Assignment:
Answer these from the text on pseudoscientific papers:
(a) How many rats per group did Seralini use?
(b) What weather event does the text say occurred in 1998?
(c) What kind of control group do few acupuncture studies include?

Excerpt to read:
::::::
Now the method section, which describes the particulars of what is being studied, be it cells, rock formations, or elk migratory habits. It will also explain what tests or observations were done and how they were carried out and what controls were used. It should also detail the statistics which resulted from these analyses.
In this section, pseudoscientific papers may contain fatal errors, such as a sample that is not representative or which featured insufficient randomization. For instance, the most well-known study to conclude that GMOs posed dangers was done by French nuclear biologist Gilles-Eric Seralini. He based this mostly on health issues that developed in rats following their ingestion of genetically-modified food.
However, members of the rat strain he used have an average lifespan of two years and experience cancer rates of more than 75 percent regardless of what munchies they find in the garbage or laboratory trough. Because the experiment covered the rats’ lifespan and since the rate of cancer was no higher among those not eating GMOs, Seralini’s conclusion of GMO danger had no validity. Another key error was his using 10 rats per group, just one-fifth of what protocols in such experiments call for.
Pseudoscientific papers are also recognizable for their lack of proper controls. There are “studies” that purport to show the efficacy of acupuncture. Yet few of these include a control group whose subjects receive telescopic needles that serve as a placebo. This makes them zero-blind studies, which are of no scientific value.
Meanwhile, the results section contains tables, graphs, and pie charts that show the study’s results in easily-digestible form. For a pseudoscientist, this portion is most likely to be the smoke-and-mirrors section of the paper. It is simple to concoct misleading impressions by cherry-picking numbers or employing tricks like only showing a tiny fraction of a Y-axis.
Climate change deniers are fond of showing charts showing a tapering off of average global temperature since 1998. But it only works if that year is the starting point. There was an unusually strong el Nino that year, so if one starts at 1997, 1999, 2009, 1950, or 1750, the warming trend is clear. A similar tactic is to show a graph that reveals the planet being warmer on average 4,000 years ago. While this may be correct, it ignores the impact that deforestation and the burning of fossil fuels has on the undisputed warming that has taken place since the Industrial Revolution began in the mid-18th Century. Nor does it address what this might mean for the planet if this continues for three more centuries.
Anti-vaxxers are also guilty. They will present graphs that show death rates from various diseases plummeting by 90 percent or more prior to the introduction of vaccines. What they fail to include are graphs that show the incidence rate of the diseases, which invariably stayed steady or peaked until tumbling immediately after vaccine introduction. Medical advancements like the iron lung enabled patients to live longer but the overwhelming factor in eradicating any disease has been a strong vaccination program.
Finally, the discussion section highlights the study’s results and places them in the broader context of previous and continuing research. Genuine papers ensure conclusions are the complete truth, avoid spin, and invite an open forum on the study’s methods, conclusions, and deficiencies. It encourages other scientists to attempt to replicate or falsify the findings.
By contrast, proponents of pseudoscience often exaggerate or even fabricate their results and present the topic as a done deal. You might see claims along these lines: “Evolution disproven!” “Vaccines shown to be deadly!” “Climate change hoax busted!”
Exclamation points have no place in scientific journals; they’re bad enough in vanity-published baseball biographies.
::::::
Dataset:
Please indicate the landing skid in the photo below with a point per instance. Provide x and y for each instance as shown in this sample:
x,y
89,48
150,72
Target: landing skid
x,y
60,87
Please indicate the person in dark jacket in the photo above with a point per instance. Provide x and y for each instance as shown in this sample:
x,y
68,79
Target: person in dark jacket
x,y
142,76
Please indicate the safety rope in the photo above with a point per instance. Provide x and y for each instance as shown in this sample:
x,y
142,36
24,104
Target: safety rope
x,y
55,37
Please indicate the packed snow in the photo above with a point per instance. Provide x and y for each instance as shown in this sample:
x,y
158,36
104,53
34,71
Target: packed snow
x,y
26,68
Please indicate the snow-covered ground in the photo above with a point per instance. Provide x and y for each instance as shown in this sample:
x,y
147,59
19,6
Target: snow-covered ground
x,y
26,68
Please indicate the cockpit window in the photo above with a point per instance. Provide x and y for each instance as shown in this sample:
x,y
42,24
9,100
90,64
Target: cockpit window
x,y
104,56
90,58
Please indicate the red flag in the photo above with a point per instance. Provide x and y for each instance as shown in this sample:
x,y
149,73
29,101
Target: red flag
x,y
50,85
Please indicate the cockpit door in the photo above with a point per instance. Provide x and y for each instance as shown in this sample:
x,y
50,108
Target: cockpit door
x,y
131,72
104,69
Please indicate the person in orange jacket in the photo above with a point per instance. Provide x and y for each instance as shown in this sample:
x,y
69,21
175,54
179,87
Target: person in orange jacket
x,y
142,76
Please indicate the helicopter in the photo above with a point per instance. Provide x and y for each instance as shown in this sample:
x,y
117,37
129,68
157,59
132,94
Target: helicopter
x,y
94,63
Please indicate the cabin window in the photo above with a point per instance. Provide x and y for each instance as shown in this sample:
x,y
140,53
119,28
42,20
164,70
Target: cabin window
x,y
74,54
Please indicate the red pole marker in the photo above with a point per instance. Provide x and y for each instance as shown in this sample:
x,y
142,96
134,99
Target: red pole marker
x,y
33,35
::::::
Written reply:
(a) 10 rats per group, one-fifth of what protocols for such experiments call for.
(b) An unusually strong el Nino.
(c) A control group whose subjects receive telescopic needles that serve as a placebo.